Location identification entries:
==========

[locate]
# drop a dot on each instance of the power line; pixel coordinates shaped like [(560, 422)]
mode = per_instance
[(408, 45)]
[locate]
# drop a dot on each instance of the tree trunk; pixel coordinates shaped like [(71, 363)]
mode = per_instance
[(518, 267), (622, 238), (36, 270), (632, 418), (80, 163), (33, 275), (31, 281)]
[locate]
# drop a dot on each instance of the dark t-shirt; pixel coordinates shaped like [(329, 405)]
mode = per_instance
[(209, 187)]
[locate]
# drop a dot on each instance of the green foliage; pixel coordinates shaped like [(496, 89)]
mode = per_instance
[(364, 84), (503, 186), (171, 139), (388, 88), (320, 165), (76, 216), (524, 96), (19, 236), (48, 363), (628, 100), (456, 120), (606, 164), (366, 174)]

==========

Task details: Carry all the rows above over in full, requests included, and add -99 to each coordinate number in the answers.

Result of this exercise:
[locate]
# drop a dot on each instance of the power line; pixel coordinates shaped like [(560, 422)]
mode = per_instance
[(309, -54)]
[locate]
# drop a dot on each instance of the tree trunk; pixel coordinates shaped like [(71, 363)]
mode = per_instance
[(419, 168), (523, 139), (-63, 171), (533, 319), (-19, 64), (-66, 176), (-68, 182)]
[locate]
# drop a dot on each instance of the dark t-shirt; pixel coordinates shaped like [(329, 405)]
mode = per_instance
[(110, 88)]
[locate]
# drop a dot on each instance of the green foliage; pixel coordinates shaped like [(496, 89)]
mode = per_instance
[(265, -15), (404, 87), (72, 40), (289, -11), (221, 66), (-23, 117), (425, -3), (-80, 137), (-51, 264), (529, 1), (357, 21), (507, 65), (267, 75)]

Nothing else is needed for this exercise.